── Excerpt to read ──

Part 1 of 2 Incredibly, it has been 10 years since I was last able to hug my son; it feels like the blink of an eye. 10 years ago, I visited him in hospital and as I was walking down a corridor to find him, he rushed towards me with his arms open wide, and gave me a massive hug. I felt engulfed by that hug, he had been outside smoking so he had his puffa jacket on; it added bulk to his thin frame. The jacket smelt of him, each person has such a unique smell, you know when you are wrapped up in their arms, that this is familiar, this is home. Before I left him that night, I leaned over him, put a hand on either side of his head, kissed him on the top of his unruly curls, said goodbye and walked away thinking about dinner. There was never any thought in my head that I would not see Harry conscious again, that this was the last conversation I would ever have with him. I was just happy that I’d made it to the hospital before visiting hours ended, I was happy to have seen him, and now I had to get home.
Four hours later I got a call to say that Harry had been found unresponsive in his room and was in an ambulance on the way to hospital, because he had seriously injured himself, and the mental heath care facility he was in could not care for him. I met him in the emergency room, he was so very still, and hooked up to so many monitors. They had managed to start his heart again, it wasn’t looking good though, and he was transferred to ICU care. I repeated over and over into Harrys shell-like pink ear, as he lay so still on that ICU bed, “you are loved, my beloved boy, you are loved, you are loved, you are loved”.
After 3 days in ICU, a decision was made to remove life support, my beautiful boy was not coming back. It has been 10 years since I held my baby in my arms as life support was removed. 10 years since I physically felt the moment his soul left his body. 10 years since I washed that body for the very last time, before my beloved son was transported to the morgue. 10 years since I stumbled out of hospital clutching his teddy bear, supported by my sister and my friend. 10 years since we held a funeral for an 18 year old who should not have died.

───
── Given information ──

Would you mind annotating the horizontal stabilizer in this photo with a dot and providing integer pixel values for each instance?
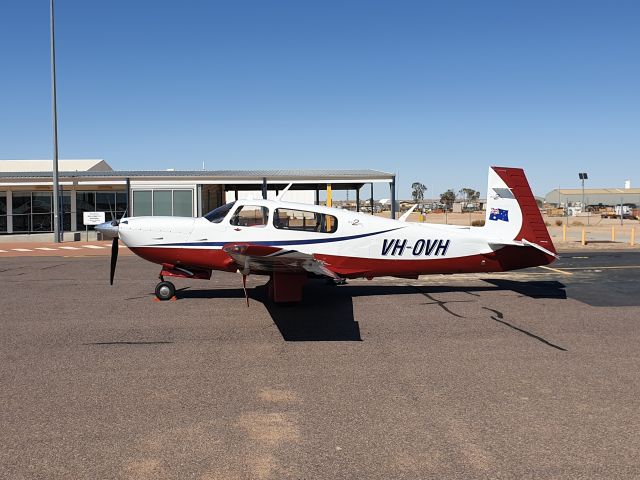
(523, 243)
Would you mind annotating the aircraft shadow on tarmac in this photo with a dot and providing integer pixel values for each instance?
(326, 314)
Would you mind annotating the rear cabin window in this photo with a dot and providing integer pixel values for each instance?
(287, 219)
(250, 216)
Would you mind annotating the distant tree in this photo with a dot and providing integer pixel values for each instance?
(417, 191)
(448, 197)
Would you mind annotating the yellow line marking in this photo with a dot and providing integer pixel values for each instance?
(557, 270)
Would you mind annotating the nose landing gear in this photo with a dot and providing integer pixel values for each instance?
(165, 290)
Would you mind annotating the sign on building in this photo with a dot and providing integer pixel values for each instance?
(93, 218)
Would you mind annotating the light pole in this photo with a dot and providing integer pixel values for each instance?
(583, 176)
(54, 112)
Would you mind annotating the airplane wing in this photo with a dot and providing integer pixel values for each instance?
(264, 258)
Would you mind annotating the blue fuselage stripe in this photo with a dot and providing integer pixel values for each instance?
(274, 242)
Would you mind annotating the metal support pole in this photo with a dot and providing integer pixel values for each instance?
(199, 211)
(54, 115)
(128, 187)
(371, 198)
(393, 197)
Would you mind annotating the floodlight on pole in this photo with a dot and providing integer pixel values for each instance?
(583, 176)
(54, 112)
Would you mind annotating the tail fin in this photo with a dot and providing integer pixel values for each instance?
(512, 212)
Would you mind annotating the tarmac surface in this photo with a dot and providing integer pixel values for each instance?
(532, 374)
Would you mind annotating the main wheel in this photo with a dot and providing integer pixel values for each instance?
(165, 291)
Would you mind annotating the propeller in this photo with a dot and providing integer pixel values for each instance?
(110, 230)
(114, 259)
(244, 287)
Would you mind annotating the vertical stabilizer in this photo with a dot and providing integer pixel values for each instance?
(512, 212)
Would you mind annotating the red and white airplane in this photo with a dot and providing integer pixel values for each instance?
(291, 242)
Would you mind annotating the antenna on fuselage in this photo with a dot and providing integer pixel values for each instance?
(404, 217)
(281, 194)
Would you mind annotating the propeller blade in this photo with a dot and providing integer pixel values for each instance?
(244, 287)
(114, 259)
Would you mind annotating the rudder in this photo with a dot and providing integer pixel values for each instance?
(512, 211)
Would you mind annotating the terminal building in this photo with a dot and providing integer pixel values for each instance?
(93, 186)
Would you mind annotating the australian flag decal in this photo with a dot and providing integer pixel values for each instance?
(499, 214)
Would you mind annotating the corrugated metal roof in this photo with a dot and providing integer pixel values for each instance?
(595, 191)
(35, 166)
(319, 175)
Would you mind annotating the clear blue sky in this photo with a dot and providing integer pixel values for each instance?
(435, 91)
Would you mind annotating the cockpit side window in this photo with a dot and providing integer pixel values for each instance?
(302, 220)
(250, 216)
(218, 214)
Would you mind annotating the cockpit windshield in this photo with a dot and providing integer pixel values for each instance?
(217, 215)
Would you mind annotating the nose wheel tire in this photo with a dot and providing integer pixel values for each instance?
(165, 291)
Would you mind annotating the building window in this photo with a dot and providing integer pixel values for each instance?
(287, 219)
(170, 202)
(33, 212)
(3, 212)
(250, 216)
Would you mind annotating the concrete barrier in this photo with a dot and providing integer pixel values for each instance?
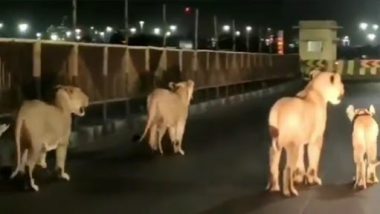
(96, 137)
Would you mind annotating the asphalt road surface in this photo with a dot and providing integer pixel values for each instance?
(224, 170)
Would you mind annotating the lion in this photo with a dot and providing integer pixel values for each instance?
(42, 127)
(298, 121)
(168, 110)
(364, 142)
(3, 128)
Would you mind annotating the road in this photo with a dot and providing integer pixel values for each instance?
(224, 170)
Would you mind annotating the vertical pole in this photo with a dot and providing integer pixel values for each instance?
(233, 36)
(216, 33)
(164, 24)
(126, 25)
(247, 40)
(105, 75)
(74, 15)
(73, 65)
(73, 73)
(260, 42)
(196, 29)
(37, 68)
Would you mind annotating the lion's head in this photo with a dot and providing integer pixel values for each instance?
(328, 84)
(73, 98)
(352, 112)
(185, 88)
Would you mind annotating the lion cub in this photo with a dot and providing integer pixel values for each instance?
(364, 141)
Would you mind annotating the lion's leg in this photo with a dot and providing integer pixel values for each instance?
(360, 166)
(314, 153)
(161, 131)
(173, 139)
(24, 160)
(31, 163)
(371, 156)
(179, 132)
(42, 161)
(153, 137)
(274, 161)
(292, 152)
(299, 173)
(61, 153)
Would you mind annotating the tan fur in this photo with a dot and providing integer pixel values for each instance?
(168, 110)
(47, 127)
(3, 128)
(298, 121)
(364, 142)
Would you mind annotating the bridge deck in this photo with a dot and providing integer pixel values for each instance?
(224, 171)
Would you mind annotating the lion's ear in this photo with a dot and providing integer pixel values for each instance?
(372, 109)
(350, 111)
(171, 85)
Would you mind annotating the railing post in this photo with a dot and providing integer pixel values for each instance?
(105, 75)
(37, 68)
(73, 73)
(125, 75)
(73, 65)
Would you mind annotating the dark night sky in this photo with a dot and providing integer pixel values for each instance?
(277, 13)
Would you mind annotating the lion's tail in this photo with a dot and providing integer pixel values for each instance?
(19, 123)
(151, 114)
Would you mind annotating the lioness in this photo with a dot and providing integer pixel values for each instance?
(168, 109)
(41, 127)
(297, 121)
(364, 142)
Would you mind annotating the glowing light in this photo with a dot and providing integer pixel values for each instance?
(133, 30)
(109, 29)
(156, 31)
(363, 26)
(23, 27)
(54, 37)
(173, 28)
(226, 28)
(371, 36)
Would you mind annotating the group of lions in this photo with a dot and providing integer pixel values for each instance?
(294, 122)
(299, 121)
(41, 127)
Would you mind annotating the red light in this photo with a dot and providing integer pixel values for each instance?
(187, 10)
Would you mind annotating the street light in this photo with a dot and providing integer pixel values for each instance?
(371, 36)
(141, 23)
(23, 27)
(54, 37)
(133, 30)
(226, 28)
(109, 29)
(157, 31)
(173, 28)
(363, 26)
(248, 30)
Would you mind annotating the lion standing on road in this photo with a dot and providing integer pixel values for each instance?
(297, 121)
(168, 109)
(41, 127)
(364, 141)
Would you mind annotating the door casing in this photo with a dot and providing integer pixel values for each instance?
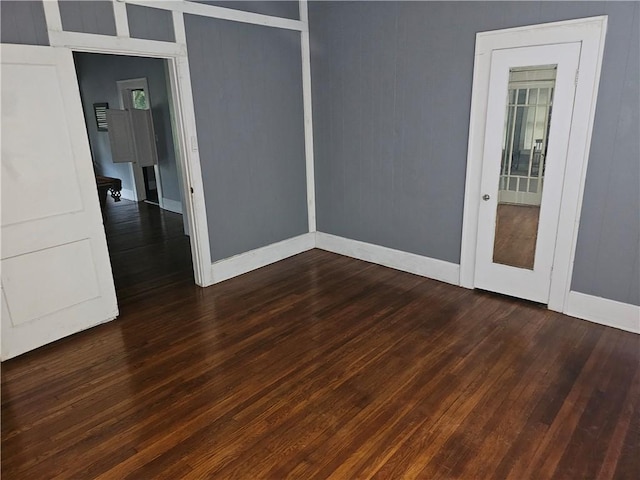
(590, 32)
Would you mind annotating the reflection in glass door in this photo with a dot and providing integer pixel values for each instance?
(524, 152)
(528, 123)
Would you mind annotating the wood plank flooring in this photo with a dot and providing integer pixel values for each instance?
(319, 366)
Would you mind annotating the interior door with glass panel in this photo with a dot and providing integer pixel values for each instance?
(529, 114)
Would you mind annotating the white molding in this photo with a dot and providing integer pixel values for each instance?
(577, 160)
(308, 117)
(260, 257)
(120, 16)
(222, 13)
(591, 32)
(604, 311)
(172, 205)
(407, 262)
(192, 183)
(106, 44)
(52, 16)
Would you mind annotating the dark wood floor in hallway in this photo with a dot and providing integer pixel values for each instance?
(319, 366)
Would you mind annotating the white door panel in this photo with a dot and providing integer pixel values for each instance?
(56, 274)
(532, 283)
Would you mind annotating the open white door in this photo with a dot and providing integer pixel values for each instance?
(56, 274)
(531, 94)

───

■ **What to do**:
Reproduce the full piece above about losing Harry, word for word.

■ **Answer to this exercise**:
Part 1 of 2 Incredibly, it has been 10 years since I was last able to hug my son; it feels like the blink of an eye. 10 years ago, I visited him in hospital and as I was walking down a corridor to find him, he rushed towards me with his arms open wide, and gave me a massive hug. I felt engulfed by that hug, he had been outside smoking so he had his puffa jacket on; it added bulk to his thin frame. The jacket smelt of him, each person has such a unique smell, you know when you are wrapped up in their arms, that this is familiar, this is home. Before I left him that night, I leaned over him, put a hand on either side of his head, kissed him on the top of his unruly curls, said goodbye and walked away thinking about dinner. There was never any thought in my head that I would not see Harry conscious again, that this was the last conversation I would ever have with him. I was just happy that I’d made it to the hospital before visiting hours ended, I was happy to have seen him, and now I had to get home.
Four hours later I got a call to say that Harry had been found unresponsive in his room and was in an ambulance on the way to hospital, because he had seriously injured himself, and the mental heath care facility he was in could not care for him. I met him in the emergency room, he was so very still, and hooked up to so many monitors. They had managed to start his heart again, it wasn’t looking good though, and he was transferred to ICU care. I repeated over and over into Harrys shell-like pink ear, as he lay so still on that ICU bed, “you are loved, my beloved boy, you are loved, you are loved, you are loved”.
After 3 days in ICU, a decision was made to remove life support, my beautiful boy was not coming back. It has been 10 years since I held my baby in my arms as life support was removed. 10 years since I physically felt the moment his soul left his body. 10 years since I washed that body for the very last time, before my beloved son was transported to the morgue. 10 years since I stumbled out of hospital clutching his teddy bear, supported by my sister and my friend. 10 years since we held a funeral for an 18 year old who should not have died.